### TASK DIRECTIONS
An exact copy of all the lines below is required, with every image left out.

### PROVIDED RECORDS
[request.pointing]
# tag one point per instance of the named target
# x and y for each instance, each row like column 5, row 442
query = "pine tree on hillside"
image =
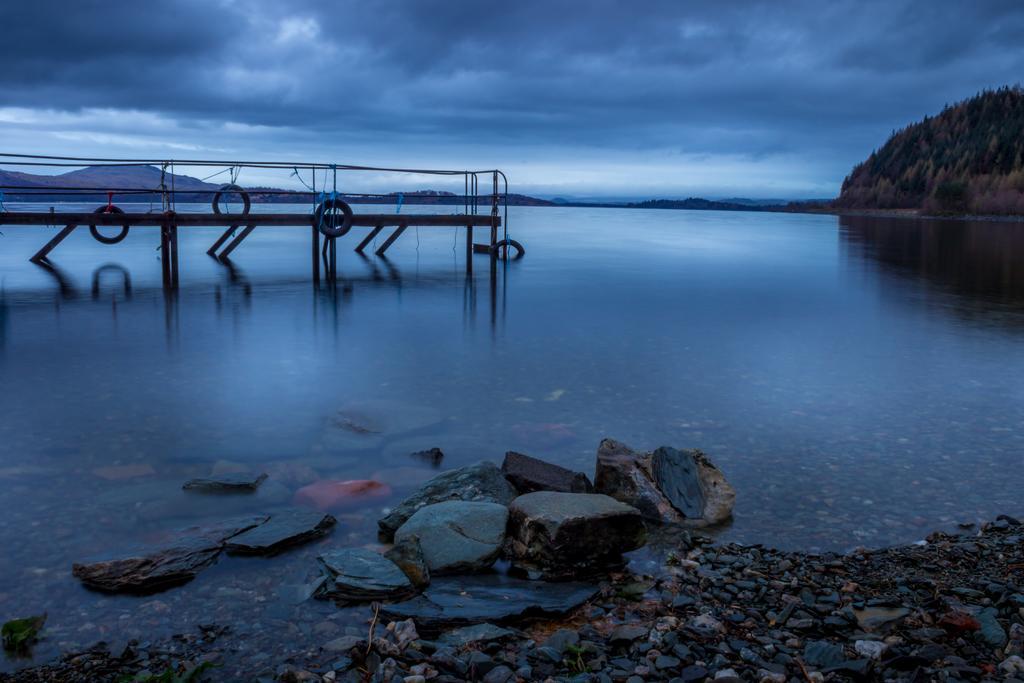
column 969, row 159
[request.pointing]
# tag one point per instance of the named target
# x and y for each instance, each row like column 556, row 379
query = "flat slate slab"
column 482, row 481
column 479, row 633
column 177, row 560
column 561, row 535
column 284, row 529
column 528, row 474
column 491, row 598
column 235, row 482
column 357, row 574
column 458, row 537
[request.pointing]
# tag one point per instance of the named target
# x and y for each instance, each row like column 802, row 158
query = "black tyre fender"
column 231, row 188
column 506, row 245
column 327, row 222
column 102, row 238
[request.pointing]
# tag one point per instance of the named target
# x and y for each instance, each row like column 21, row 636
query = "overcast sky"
column 590, row 97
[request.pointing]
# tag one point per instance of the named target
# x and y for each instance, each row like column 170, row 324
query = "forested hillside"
column 969, row 159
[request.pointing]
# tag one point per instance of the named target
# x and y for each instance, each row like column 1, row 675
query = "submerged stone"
column 284, row 529
column 494, row 598
column 528, row 474
column 670, row 486
column 357, row 574
column 433, row 456
column 458, row 536
column 561, row 535
column 676, row 474
column 482, row 481
column 235, row 482
column 185, row 553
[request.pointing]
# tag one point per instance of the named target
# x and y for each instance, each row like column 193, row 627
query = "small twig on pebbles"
column 373, row 627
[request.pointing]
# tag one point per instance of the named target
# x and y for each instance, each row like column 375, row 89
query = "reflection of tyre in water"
column 326, row 217
column 113, row 240
column 502, row 247
column 116, row 269
column 231, row 188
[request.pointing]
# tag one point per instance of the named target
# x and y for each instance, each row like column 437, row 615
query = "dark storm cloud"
column 816, row 84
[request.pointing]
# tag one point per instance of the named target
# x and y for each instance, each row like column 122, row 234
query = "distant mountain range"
column 137, row 183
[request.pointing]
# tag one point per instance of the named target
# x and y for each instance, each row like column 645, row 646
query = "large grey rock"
column 357, row 574
column 283, row 530
column 561, row 535
column 494, row 598
column 670, row 485
column 408, row 554
column 183, row 554
column 458, row 537
column 482, row 481
column 528, row 474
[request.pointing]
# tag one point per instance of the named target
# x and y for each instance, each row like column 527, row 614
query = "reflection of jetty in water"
column 980, row 262
column 232, row 295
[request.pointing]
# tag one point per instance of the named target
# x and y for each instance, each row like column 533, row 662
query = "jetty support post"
column 370, row 238
column 315, row 253
column 212, row 251
column 236, row 242
column 40, row 255
column 169, row 254
column 494, row 218
column 390, row 241
column 165, row 254
column 173, row 233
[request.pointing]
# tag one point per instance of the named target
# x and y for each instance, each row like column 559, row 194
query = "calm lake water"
column 858, row 380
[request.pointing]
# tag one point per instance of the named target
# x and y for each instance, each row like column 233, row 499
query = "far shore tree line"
column 969, row 159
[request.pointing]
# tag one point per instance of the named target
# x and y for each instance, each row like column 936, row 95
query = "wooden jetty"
column 331, row 219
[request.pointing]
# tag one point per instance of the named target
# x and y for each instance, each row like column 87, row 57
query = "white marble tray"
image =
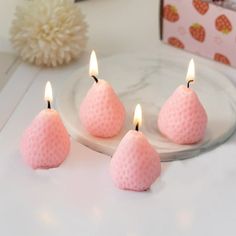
column 150, row 80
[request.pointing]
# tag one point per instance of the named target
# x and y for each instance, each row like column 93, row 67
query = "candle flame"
column 191, row 71
column 138, row 115
column 48, row 92
column 93, row 68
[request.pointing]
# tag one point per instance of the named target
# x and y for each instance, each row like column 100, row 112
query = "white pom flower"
column 49, row 32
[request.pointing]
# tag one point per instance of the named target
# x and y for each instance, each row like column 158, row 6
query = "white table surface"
column 192, row 197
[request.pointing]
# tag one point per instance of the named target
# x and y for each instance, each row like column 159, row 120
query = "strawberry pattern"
column 199, row 26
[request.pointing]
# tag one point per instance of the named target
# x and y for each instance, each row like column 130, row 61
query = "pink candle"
column 182, row 118
column 101, row 112
column 45, row 143
column 135, row 165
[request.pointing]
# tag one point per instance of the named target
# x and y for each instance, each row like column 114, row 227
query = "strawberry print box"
column 200, row 27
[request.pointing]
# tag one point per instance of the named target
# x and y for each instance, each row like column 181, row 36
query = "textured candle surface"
column 101, row 112
column 45, row 143
column 135, row 164
column 182, row 118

### RESULT OF THIS TASK
[request.pointing]
# tag one point per instance of the named target
# x and y for each instance, each row like column 5, row 442
query = "pine tree on hillside"
image =
column 969, row 159
[request.pointing]
# tag one point per instance of the named target
# x and y for each instance, each row like column 556, row 379
query = "flat slate slab"
column 482, row 481
column 479, row 633
column 177, row 560
column 561, row 535
column 284, row 529
column 528, row 474
column 491, row 598
column 235, row 482
column 357, row 574
column 458, row 537
[request.pointing]
# tag one point per instance of the named target
# x and y for each instance, each row like column 802, row 158
query = "black tyre fender"
column 231, row 188
column 506, row 245
column 327, row 222
column 102, row 238
[request.pointing]
# tag one point per instance of the named target
# x and y for each instance, each row like column 21, row 636
query = "overcast sky"
column 590, row 97
[request.pointing]
# tag one point per instance of the named target
# x and y for each instance, each row like column 170, row 324
query = "forested hillside"
column 969, row 159
[request.pointing]
# tag one point per instance of the named target
# x and y for each instance, each row like column 1, row 675
query = "submerged stone"
column 284, row 529
column 494, row 598
column 528, row 474
column 670, row 486
column 357, row 574
column 433, row 456
column 458, row 536
column 561, row 535
column 676, row 474
column 482, row 481
column 235, row 482
column 185, row 553
[request.pointing]
# tag one point per instance of the named target
# x and y for each instance, each row like column 193, row 627
query = "small twig on pebbles"
column 373, row 627
[request.pointing]
# tag one point per instance of the named target
# x and y for each instance, each row like column 375, row 89
query = "reflection of tyre in water"
column 326, row 217
column 113, row 240
column 502, row 247
column 116, row 269
column 231, row 188
[request.pointing]
# tag one point per instance of the named target
# x and y for each instance, each row like column 437, row 615
query = "dark storm cloud"
column 816, row 84
[request.pointing]
# tag one point per instance of the named target
# x and y for each instance, each row like column 122, row 234
query = "distant mountain range"
column 137, row 183
[request.pointing]
# tag one point per instance of the named target
# x and y for each instance, each row like column 645, row 646
query = "large grey rock"
column 357, row 574
column 283, row 530
column 561, row 535
column 494, row 598
column 670, row 485
column 408, row 554
column 183, row 554
column 458, row 537
column 482, row 481
column 528, row 474
[request.pointing]
# tag one point per instance of the named target
# x and y for each instance, each row like column 527, row 614
query = "reflection of jetty in water"
column 980, row 262
column 232, row 295
[request.pointing]
# tag one point per instance of the named target
# x and y for each instance, each row like column 533, row 662
query = "jetty support post"
column 370, row 238
column 315, row 253
column 212, row 251
column 236, row 242
column 40, row 255
column 169, row 254
column 494, row 218
column 390, row 241
column 165, row 254
column 173, row 233
[request.pointing]
# tag one point per instance of the named target
# x and y for each instance, each row like column 559, row 194
query = "calm lake water"
column 858, row 380
[request.pointing]
# tag one point per instance of the named target
# x and y for each instance, each row like column 233, row 499
query = "far shore tree line"
column 969, row 159
[request.pointing]
# tag one point per instance of the named target
# x and y for each instance, each row like column 936, row 95
query = "wooden jetty"
column 331, row 219
[request.pointing]
# tag one point per instance of the named target
# x and y for each instance, each row like column 87, row 57
query = "white marble tray"
image =
column 150, row 80
[request.pointing]
# tag one point per instance of the named target
# x and y for each instance, each row like column 93, row 67
query = "candle flame"
column 191, row 71
column 138, row 115
column 48, row 92
column 93, row 68
[request.pointing]
# tag one point per instance of the named target
# x and y for each instance, each row like column 100, row 112
query = "white pom flower"
column 49, row 32
[request.pointing]
# tag one point per instance of the named target
# x and y for each instance, each row like column 158, row 6
query = "white table surface"
column 192, row 197
[request.pointing]
# tag one point per instance of the named target
# x and y for each instance, each row like column 159, row 120
query = "strawberry pattern"
column 199, row 26
[request.pointing]
# tag one point per instance of the named target
# x and y for each instance, each row like column 130, row 61
query = "pink candle"
column 182, row 118
column 101, row 112
column 45, row 143
column 135, row 165
[request.pointing]
# tag one point per instance of the named target
# x and y for each instance, each row like column 114, row 227
query = "strawberry print box"
column 200, row 27
[request.pointing]
# tag one point per instance of the named target
# x and y for each instance, each row like column 181, row 36
query = "textured candle surface"
column 101, row 112
column 45, row 143
column 135, row 164
column 182, row 118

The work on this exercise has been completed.